WHO experts to arrive in Wuhan for delayed coronavirus probe

WHO experts to arrive in Wuhan for delayed coronavirus probe
The World Health Organization team will leave from Singapore and fly straight to Wuhan, the central city where the first cluster of cases was detected in December 2019.
2 min read
WHO experts arrived in Wuhan [Getty]

A team of WHO experts will land directly in Wuhan on Thursday, China's foreign ministry said Tuesday, starting their long-delayed probe into Covid-19 at the virus epicentre.

The ten scientists will investigate the origins of the new virus in a politically fraught mission that comes more than a year after the pandemic began and after accusations Beijing has tried to thwart the project.

The World Health Organization team will leave from Singapore and fly straight to Wuhan, the central city where the first cluster of cases was detected in December 2019.

Foreign ministry spokesman Zhao Lijian told reporters this was the "current plan" and said the WHO team was set to arrive Thursday.

- Problem to work on
Transcribe the full text of the article on WHO experts heading to Wuhan, reproducing every line as it appears.

Records from a collection
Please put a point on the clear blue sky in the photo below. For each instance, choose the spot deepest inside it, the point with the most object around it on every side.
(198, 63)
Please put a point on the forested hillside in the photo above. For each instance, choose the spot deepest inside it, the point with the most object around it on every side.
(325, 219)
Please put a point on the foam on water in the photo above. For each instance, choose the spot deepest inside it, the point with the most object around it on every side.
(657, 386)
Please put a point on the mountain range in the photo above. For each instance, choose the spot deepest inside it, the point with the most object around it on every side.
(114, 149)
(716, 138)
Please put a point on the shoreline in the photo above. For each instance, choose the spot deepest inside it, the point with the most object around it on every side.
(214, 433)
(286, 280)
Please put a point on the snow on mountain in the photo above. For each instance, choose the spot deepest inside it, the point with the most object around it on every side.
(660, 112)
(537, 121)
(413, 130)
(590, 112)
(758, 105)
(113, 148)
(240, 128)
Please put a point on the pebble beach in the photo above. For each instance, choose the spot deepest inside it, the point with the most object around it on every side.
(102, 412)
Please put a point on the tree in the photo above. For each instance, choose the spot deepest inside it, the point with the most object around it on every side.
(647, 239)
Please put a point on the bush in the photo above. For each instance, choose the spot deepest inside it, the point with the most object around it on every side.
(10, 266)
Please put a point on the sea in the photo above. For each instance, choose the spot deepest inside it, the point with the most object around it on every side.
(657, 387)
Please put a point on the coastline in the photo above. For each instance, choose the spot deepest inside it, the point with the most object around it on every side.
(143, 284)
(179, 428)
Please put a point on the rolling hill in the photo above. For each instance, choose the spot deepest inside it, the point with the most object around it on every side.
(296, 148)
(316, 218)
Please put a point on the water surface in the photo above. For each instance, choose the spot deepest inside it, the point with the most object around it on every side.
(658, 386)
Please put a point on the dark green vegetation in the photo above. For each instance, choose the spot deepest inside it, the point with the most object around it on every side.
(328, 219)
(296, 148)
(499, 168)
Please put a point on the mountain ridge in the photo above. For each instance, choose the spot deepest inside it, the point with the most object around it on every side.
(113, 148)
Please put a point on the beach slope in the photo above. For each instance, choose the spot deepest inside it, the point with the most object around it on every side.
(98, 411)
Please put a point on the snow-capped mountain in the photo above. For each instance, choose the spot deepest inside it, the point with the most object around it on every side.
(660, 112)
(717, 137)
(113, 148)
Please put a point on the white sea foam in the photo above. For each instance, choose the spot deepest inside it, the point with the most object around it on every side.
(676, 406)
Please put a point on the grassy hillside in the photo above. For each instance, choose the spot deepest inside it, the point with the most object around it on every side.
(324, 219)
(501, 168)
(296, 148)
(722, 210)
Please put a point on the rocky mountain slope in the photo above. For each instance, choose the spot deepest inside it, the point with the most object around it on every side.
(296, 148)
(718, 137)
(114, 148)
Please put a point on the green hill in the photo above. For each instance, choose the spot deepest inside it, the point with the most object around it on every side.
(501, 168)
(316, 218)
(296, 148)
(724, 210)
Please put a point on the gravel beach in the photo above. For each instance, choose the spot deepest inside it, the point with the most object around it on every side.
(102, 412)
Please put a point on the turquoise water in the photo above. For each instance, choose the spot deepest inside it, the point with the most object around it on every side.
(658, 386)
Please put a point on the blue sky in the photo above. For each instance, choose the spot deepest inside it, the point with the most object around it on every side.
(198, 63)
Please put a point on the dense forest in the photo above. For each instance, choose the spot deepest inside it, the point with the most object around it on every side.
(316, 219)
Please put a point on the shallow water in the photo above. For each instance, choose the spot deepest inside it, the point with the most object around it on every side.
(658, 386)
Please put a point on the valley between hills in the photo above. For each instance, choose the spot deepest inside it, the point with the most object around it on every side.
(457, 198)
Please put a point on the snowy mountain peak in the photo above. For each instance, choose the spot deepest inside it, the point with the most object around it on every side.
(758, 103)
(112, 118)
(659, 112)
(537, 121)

--

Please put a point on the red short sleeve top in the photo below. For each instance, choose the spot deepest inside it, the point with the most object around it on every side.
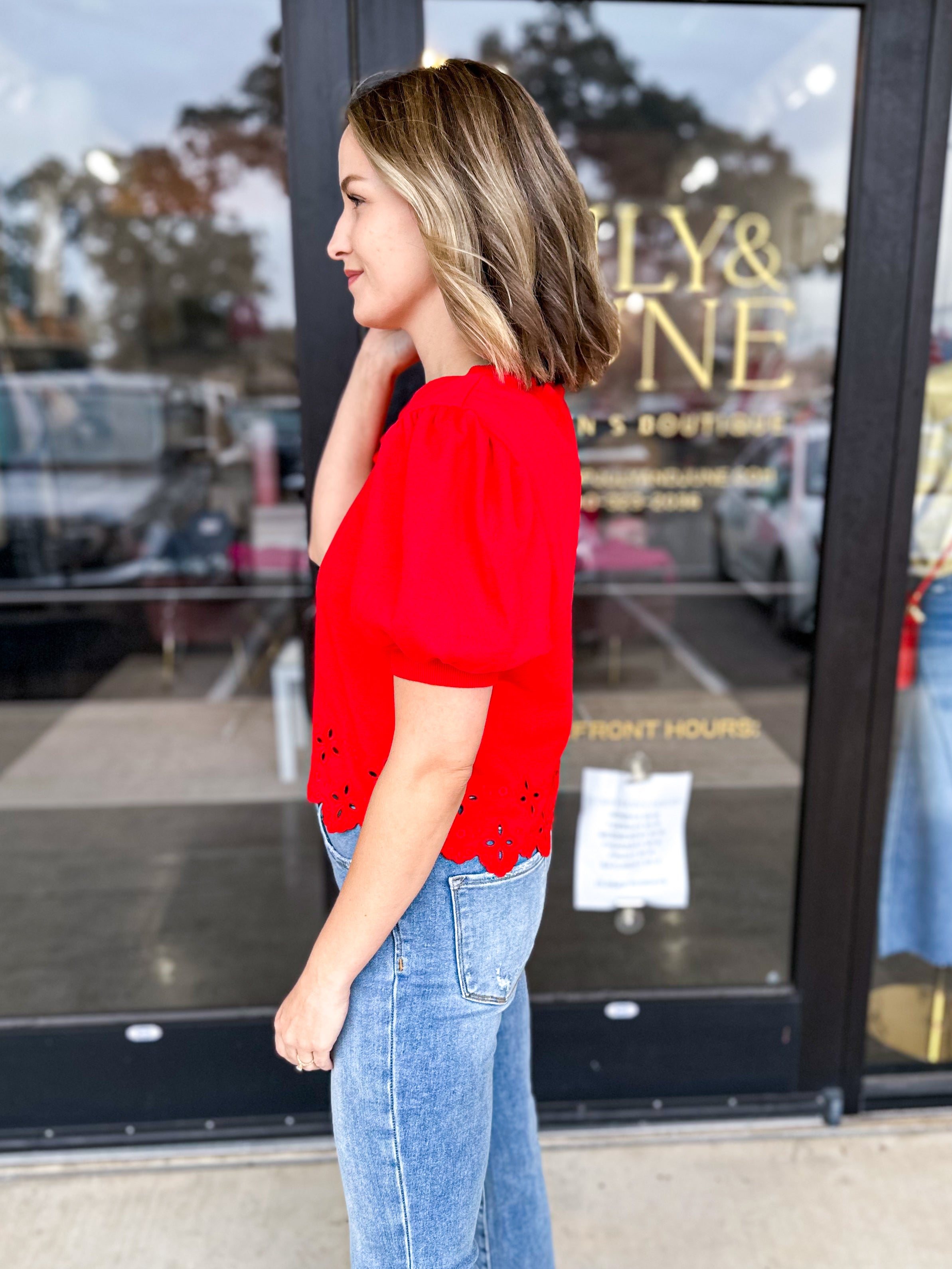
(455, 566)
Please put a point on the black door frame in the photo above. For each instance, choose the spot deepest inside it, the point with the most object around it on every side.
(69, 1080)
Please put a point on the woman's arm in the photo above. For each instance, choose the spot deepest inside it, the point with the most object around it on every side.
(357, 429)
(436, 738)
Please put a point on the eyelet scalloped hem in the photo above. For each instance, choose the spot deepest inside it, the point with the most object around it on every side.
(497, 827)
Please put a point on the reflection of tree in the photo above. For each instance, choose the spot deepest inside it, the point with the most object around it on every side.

---

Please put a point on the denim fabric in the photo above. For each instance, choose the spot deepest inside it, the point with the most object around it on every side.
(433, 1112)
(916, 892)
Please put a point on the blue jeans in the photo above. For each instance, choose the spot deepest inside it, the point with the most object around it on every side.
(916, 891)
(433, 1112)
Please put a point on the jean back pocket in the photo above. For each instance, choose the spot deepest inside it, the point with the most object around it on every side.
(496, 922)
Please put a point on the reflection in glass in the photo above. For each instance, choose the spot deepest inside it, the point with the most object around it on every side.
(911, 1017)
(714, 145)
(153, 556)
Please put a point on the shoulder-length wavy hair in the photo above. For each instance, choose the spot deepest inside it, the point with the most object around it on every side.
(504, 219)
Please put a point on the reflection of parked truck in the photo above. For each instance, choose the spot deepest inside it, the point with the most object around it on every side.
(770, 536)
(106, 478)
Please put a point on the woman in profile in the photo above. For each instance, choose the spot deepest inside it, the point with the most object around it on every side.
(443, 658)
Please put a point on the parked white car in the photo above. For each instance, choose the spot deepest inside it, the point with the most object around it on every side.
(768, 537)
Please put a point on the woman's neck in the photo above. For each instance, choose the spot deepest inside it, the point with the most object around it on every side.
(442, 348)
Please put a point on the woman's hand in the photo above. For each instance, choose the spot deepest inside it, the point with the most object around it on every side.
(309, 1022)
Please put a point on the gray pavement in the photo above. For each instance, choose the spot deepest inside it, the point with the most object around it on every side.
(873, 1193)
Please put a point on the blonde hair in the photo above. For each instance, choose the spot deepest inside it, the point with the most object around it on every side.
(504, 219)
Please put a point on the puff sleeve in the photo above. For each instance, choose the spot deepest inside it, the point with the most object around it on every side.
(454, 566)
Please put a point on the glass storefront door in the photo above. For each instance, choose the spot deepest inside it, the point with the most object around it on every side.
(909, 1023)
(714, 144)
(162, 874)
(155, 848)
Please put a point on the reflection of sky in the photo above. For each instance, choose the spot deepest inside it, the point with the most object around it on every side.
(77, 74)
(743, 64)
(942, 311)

- Exercise output
WHO experts to arrive in Wuhan for delayed coronavirus probe

WHO experts to arrive in Wuhan for delayed coronavirus probe
The World Health Organization team will leave from Singapore and fly straight to Wuhan, the central city where the first cluster of cases was detected in December 2019.
2 min read
WHO experts arrived in Wuhan [Getty]

A team of WHO experts will land directly in Wuhan on Thursday, China's foreign ministry said Tuesday, starting their long-delayed probe into Covid-19 at the virus epicentre.

The ten scientists will investigate the origins of the new virus in a politically fraught mission that comes more than a year after the pandemic began and after accusations Beijing has tried to thwart the project.

The World Health Organization team will leave from Singapore and fly straight to Wuhan, the central city where the first cluster of cases was detected in December 2019.

Foreign ministry spokesman Zhao Lijian told reporters this was the "current plan" and said the WHO team was set to arrive Thursday.